=== Problem statement ===
Find every line below that contains the word "dark" and copy each one.

[Start Dataset rows]

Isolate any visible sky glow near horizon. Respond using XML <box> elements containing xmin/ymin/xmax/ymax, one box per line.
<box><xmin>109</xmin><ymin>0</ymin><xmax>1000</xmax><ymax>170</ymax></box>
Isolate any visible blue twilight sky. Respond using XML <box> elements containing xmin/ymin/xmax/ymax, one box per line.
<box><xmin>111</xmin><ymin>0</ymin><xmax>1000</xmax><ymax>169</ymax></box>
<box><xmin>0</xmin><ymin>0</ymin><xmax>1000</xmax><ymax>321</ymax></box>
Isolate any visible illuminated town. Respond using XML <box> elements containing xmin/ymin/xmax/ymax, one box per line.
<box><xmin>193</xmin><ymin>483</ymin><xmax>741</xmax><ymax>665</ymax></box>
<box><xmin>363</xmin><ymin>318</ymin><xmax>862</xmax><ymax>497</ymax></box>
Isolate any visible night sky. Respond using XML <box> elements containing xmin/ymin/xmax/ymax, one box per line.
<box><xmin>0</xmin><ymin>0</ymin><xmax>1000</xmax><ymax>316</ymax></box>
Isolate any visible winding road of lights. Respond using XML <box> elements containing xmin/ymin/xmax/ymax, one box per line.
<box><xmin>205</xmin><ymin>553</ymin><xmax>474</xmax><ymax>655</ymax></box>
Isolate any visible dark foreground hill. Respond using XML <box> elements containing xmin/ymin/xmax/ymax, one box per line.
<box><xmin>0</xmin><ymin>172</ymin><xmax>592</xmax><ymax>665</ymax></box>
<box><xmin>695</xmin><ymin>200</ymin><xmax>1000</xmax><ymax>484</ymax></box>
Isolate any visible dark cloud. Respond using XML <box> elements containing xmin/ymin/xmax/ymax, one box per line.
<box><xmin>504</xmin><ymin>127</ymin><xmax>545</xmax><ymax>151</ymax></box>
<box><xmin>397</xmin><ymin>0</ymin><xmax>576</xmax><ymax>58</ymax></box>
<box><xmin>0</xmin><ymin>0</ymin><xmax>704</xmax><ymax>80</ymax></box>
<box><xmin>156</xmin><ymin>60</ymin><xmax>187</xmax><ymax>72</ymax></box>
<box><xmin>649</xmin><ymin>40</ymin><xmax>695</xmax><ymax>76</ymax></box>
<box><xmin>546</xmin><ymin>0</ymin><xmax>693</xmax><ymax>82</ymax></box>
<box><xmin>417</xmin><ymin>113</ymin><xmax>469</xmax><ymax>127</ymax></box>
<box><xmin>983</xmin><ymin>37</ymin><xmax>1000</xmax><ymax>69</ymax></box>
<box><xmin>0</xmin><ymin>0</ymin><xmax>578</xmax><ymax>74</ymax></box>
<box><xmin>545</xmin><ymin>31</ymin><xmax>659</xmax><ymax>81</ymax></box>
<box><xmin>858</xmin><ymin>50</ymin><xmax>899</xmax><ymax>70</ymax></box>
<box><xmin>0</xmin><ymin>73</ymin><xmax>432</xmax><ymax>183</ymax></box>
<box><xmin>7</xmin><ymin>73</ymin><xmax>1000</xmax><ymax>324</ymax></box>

[End Dataset rows]

=== Task output ===
Isolate any visible dark foreground hill. Respond using XML <box> elements containing xmin/ymin/xmax/ymax, one box per line.
Isolate any visible dark cloud. Respond using XML <box> elements containing xmin/ymin/xmax/ymax, one box per line.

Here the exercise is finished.